New API: PathGraph dataclass #246

jni · 2025-06-02T03:25:37Z

The Skeleton class is a bit of a hodgepodge of data, generated data,
things that should be properties, manually cached properties, and
functions that should not be part of the class at all. Thanks to the
helpful prodding of @kevinyamauchi, this PR attempts to simplify the
concepts and data structures in skan into a simple class that can be
created without an image — since the path graph, not the image, is the
core of the computational abilities of skan.

This is still a work in progress but should already be useful: if you
have a graph as a scipy.sparse.csr_array (note: csr_array, not the
deprecated csr_matrix used by skan so far) generated through your own
means, you can make a "Skeleton" as follows:

from skan.csr import PathGraph, Skeleton, summarize

g = PathGraph.from_graph(
        node_coordinates=coordinates,  # (n, ndim) NumPy array
        graph=graph,  # scipy.sparse.csr_array
        )

s = Skeleton.from_path_graph(g)
summary = summarize(s, separator='_')

Still to do in this PR:

allow making PathGraphs from Skeletons
allow summarize to take in PathGraphs directly

In the future, we might want to deprecate Skeleton altogether, but I'm
happy to do this over a long time.

@kevinyamauchi, I'm curious what you think about paths being a data
attribute, even though it is generated. I think it's expensive enough to
compute that we want it to be data and serializable. But it kinda breaks
the dataclass paradigm a little bit.

@DragaDoncila, you should be able to pull down this branch and use it on
your networkx tracking graphs after exporting them to csr arrays (I'm
pretty sure that's built-in to nx).

kevinyamauchi

I like the direction this is going!

kevinyamauchi · 2025-06-02T07:06:30Z

src/skan/csr.py

+    - [Nt], [Np], Nr, Nc: the dimensions of the source image
+    """
+    node_coordinates: np.ndarray | None
+    node_values: np.ndarray | None


What is node_values used for? Are these annotations computed from an accompanying image? If so, I don't think this should be on the core graph model because the data structure one wants to use for this will be very application specific.
+---+
§ **SET EXERCISE 1**
According to the PathGraph pull request, what type of scipy.sparse object should the graph be?
§ **SET EXERCISE 2**
Render this sentence from the PathGraph pull request in German: "In the future, we might want to deprecate Skeleton altogether, but I'm happy to do this over a long time."
§ **SET EXERCISE 3**
Write out the passage of the PathGraph pull request starting at "Still to do" and ending at "a little bit.".

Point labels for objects
+---+
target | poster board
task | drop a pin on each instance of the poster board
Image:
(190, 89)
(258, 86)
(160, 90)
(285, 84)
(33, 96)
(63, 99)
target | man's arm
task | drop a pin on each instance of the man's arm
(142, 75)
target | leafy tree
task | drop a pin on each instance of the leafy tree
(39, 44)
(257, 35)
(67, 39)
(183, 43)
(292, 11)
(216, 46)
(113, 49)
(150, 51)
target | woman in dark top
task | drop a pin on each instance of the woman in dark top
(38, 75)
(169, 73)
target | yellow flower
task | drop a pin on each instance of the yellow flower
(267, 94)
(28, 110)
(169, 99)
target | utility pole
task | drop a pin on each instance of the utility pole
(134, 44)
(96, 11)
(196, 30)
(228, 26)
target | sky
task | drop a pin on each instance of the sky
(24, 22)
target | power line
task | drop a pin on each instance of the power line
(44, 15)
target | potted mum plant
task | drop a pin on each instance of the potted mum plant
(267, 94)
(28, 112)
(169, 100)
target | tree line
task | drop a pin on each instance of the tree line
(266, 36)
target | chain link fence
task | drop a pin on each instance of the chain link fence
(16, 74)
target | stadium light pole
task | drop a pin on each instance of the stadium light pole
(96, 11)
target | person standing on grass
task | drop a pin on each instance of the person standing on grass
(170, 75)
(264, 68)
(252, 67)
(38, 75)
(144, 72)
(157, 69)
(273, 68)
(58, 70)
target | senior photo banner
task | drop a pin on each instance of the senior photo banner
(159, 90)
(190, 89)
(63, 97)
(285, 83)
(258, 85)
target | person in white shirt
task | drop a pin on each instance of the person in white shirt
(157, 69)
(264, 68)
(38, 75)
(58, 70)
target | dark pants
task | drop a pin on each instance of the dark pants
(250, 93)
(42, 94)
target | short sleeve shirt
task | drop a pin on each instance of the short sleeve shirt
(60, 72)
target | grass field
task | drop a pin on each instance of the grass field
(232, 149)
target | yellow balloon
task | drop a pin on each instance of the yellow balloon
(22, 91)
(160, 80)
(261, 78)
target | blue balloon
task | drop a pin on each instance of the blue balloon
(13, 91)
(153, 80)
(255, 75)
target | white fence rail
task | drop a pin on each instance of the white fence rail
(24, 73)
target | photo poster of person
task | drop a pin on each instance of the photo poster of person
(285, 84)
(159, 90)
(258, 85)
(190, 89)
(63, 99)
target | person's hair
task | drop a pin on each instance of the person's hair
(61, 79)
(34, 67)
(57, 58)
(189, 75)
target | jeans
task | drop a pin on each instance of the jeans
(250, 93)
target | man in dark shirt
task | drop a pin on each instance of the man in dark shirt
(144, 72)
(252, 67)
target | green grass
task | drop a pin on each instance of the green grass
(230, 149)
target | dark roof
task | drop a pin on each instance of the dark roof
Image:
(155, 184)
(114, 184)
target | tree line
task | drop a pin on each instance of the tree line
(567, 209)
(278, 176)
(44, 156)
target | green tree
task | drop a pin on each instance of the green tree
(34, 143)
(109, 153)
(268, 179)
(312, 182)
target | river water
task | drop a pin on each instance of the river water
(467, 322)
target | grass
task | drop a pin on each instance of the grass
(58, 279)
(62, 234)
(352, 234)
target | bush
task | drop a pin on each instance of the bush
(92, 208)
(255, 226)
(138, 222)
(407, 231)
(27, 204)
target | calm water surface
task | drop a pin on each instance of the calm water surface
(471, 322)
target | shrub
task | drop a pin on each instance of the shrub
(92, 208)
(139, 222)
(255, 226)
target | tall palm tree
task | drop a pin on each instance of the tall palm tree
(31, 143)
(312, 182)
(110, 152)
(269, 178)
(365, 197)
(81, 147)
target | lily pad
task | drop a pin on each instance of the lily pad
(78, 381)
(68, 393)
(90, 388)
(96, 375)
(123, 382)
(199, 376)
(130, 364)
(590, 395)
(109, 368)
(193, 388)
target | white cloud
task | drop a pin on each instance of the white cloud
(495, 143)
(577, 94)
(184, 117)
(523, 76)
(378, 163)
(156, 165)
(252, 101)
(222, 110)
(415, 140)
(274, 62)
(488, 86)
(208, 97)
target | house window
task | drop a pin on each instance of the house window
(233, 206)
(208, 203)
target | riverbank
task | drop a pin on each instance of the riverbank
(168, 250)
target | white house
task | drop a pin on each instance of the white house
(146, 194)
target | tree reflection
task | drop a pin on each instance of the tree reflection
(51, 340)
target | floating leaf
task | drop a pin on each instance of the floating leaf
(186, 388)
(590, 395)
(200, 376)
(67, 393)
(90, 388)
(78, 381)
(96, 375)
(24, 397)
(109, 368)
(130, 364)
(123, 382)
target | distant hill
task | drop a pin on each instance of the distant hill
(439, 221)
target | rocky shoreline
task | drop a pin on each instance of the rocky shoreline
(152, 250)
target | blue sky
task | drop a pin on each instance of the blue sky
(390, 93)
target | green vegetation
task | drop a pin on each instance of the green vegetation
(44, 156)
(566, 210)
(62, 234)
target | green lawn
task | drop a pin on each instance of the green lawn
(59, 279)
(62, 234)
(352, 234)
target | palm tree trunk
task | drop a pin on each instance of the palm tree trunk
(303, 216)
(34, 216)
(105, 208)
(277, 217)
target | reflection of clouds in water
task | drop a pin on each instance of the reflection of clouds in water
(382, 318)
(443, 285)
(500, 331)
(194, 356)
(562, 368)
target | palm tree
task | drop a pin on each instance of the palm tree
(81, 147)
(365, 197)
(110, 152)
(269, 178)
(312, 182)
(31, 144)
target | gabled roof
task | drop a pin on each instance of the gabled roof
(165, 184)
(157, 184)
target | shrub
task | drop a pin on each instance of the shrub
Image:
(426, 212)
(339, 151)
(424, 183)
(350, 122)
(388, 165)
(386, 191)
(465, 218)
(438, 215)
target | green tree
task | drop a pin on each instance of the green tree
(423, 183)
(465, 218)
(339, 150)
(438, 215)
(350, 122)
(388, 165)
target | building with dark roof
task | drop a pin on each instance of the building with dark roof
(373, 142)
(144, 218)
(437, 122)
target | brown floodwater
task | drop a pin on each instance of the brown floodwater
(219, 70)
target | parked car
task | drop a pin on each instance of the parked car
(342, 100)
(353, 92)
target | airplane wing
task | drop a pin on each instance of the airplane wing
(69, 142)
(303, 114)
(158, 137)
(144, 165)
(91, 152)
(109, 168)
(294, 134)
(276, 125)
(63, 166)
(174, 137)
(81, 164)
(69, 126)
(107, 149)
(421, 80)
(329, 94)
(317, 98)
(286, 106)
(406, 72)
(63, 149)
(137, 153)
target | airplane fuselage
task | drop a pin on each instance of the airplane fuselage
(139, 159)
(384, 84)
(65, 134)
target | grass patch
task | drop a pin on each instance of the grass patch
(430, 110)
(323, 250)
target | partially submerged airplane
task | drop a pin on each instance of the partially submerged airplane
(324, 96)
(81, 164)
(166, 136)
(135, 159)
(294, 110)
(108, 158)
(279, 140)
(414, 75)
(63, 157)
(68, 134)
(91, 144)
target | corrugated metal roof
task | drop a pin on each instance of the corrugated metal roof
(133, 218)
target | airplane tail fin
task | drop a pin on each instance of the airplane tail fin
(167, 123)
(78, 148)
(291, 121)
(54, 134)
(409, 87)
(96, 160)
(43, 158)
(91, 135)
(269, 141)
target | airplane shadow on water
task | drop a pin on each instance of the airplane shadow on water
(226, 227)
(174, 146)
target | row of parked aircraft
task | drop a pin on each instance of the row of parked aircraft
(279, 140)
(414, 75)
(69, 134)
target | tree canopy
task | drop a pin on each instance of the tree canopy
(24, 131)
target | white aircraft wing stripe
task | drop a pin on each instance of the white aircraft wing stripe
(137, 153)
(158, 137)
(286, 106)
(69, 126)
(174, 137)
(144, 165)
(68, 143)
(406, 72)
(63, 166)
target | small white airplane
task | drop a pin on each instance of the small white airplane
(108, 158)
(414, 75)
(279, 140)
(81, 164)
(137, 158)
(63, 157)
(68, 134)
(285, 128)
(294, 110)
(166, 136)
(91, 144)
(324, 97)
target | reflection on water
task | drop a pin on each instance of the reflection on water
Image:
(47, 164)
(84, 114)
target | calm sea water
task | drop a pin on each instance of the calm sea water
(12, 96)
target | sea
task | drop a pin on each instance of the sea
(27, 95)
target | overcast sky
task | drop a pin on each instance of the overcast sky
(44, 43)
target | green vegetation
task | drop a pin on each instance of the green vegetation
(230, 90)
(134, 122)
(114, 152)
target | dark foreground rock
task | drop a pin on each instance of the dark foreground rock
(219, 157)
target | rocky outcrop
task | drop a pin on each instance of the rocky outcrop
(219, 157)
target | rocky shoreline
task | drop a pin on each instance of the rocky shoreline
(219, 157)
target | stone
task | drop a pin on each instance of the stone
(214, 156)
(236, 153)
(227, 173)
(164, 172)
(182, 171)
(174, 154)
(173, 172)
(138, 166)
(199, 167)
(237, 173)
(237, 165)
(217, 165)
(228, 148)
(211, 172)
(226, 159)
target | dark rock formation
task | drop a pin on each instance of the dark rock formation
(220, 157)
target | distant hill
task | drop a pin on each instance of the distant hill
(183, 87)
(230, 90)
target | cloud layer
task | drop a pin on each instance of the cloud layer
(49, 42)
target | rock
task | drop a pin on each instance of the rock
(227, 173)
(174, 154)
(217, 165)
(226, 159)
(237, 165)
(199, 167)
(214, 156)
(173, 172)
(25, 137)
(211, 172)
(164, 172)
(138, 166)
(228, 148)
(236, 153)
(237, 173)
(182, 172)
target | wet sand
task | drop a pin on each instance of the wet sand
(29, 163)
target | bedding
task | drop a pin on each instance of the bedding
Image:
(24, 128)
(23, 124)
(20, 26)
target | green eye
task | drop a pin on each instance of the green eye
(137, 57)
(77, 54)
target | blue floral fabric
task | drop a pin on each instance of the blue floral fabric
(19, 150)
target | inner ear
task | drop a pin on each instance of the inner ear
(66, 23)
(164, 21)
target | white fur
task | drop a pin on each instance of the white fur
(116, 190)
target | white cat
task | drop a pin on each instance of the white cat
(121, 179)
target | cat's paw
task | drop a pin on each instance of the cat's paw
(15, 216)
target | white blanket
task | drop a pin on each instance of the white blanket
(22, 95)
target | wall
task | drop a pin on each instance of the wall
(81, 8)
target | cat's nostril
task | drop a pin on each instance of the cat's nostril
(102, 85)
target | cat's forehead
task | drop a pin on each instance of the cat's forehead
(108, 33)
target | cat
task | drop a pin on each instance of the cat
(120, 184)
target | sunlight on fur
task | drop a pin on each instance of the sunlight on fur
+---+
§ **TASK RESPONSE 1**
A scipy.sparse.csr_array, not the deprecated csr_matrix.

§ **TASK RESPONSE 2**
Künftig möchten wir Skeleton möglicherweise ganz als veraltet kennzeichnen, aber ich bin gern bereit, das über einen langen Zeitraum zu tun.

§ **TASK RESPONSE 3**
Still to do in this PR:

allow making PathGraphs from Skeletons
allow summarize to take in PathGraphs directly

In the future, we might want to deprecate Skeleton altogether, but I'm
happy to do this over a long time.

@kevinyamauchi, I'm curious what you think about paths being a data
attribute, even though it is generated. I think it's expensive enough to
compute that we want it to be data and serializable. But it kinda breaks
the dataclass paradigm a little bit.